:: Exercise prompt ::
Go through the data below and copy each line where the word "scoop" occurs.

%%

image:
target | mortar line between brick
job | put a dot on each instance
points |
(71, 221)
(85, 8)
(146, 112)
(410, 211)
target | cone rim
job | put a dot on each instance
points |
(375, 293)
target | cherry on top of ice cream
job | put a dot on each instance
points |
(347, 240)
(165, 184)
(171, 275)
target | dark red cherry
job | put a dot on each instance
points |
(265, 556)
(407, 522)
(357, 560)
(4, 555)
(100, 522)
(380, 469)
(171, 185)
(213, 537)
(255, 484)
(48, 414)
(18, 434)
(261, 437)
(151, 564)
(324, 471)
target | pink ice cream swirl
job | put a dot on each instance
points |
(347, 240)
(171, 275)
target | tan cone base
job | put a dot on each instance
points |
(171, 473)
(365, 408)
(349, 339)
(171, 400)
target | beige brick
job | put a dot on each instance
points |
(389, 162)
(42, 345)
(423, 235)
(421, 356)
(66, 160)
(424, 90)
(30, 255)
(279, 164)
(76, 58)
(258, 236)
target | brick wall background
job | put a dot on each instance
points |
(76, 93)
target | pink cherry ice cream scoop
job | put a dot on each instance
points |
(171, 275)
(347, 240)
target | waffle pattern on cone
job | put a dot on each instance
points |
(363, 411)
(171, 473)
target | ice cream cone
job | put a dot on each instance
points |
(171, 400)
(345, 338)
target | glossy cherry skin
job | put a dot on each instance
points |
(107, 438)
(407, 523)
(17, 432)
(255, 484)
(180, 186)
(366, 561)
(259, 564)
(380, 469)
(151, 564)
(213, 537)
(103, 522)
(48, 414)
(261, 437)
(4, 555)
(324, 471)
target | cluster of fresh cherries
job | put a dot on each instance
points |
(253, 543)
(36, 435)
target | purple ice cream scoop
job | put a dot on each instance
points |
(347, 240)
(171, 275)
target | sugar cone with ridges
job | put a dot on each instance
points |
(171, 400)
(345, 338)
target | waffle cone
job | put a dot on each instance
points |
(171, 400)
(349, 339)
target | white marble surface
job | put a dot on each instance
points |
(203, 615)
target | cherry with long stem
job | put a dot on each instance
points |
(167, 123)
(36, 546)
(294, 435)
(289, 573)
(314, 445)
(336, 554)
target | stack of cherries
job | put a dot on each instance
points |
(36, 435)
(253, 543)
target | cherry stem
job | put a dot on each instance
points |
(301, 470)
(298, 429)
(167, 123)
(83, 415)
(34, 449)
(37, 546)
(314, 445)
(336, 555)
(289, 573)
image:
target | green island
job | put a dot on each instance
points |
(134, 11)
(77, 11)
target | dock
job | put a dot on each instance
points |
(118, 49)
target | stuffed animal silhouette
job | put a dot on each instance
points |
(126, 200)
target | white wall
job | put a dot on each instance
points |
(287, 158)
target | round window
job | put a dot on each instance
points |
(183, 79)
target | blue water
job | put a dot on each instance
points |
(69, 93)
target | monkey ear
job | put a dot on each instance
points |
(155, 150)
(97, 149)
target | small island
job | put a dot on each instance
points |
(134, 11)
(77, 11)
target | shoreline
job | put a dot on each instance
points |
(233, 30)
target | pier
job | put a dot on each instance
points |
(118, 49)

%%

:: Task solution ::
target | pink cherry ice cream scoop
target | purple ice cream scoop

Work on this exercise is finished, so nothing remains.